## To do
Gather every line of the items below that contains the string "tulip", matching case exactly.

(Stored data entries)
>> Begin

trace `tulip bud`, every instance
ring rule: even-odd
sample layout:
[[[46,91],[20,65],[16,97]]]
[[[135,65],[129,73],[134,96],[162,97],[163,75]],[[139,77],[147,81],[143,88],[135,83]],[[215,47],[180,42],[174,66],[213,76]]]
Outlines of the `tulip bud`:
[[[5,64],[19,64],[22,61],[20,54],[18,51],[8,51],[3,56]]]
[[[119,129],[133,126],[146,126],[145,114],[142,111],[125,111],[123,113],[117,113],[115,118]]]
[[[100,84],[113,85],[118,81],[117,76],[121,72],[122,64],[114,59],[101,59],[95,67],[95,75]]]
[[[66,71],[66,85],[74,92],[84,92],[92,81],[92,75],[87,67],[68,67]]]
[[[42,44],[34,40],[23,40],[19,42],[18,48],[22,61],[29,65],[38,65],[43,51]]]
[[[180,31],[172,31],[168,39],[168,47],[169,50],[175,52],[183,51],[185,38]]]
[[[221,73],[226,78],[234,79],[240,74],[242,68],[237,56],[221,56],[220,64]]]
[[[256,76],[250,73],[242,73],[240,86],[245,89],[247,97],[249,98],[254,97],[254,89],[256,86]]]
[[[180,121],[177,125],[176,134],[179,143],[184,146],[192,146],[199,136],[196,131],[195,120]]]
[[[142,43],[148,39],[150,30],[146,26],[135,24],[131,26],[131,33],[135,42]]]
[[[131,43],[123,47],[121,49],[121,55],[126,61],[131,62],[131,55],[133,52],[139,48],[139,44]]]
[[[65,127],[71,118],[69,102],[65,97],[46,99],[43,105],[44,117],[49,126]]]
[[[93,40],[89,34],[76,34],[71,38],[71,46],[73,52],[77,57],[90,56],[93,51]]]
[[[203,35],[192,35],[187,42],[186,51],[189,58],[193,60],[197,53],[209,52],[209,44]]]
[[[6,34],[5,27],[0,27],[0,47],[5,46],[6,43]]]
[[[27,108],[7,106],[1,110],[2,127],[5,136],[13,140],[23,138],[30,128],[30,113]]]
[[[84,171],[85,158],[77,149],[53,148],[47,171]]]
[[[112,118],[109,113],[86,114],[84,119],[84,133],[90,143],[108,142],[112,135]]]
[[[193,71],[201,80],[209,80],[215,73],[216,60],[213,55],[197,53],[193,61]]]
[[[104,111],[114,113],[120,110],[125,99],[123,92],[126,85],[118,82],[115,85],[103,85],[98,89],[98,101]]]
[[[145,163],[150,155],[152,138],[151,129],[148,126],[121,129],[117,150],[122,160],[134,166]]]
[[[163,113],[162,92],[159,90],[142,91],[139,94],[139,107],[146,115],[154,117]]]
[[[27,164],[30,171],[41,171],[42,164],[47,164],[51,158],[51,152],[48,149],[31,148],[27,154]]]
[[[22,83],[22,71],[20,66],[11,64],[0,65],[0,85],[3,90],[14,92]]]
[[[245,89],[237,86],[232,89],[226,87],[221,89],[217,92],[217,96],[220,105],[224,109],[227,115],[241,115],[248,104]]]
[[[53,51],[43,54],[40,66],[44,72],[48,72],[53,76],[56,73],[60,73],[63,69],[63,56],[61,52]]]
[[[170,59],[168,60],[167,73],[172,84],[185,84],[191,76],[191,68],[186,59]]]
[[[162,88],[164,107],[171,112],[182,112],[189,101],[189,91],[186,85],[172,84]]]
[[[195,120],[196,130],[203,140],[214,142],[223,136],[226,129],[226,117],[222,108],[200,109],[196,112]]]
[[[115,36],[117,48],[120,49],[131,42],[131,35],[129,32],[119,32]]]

>> End

## Output of the exercise
trace `tulip bud`, every instance
Outlines of the `tulip bud`:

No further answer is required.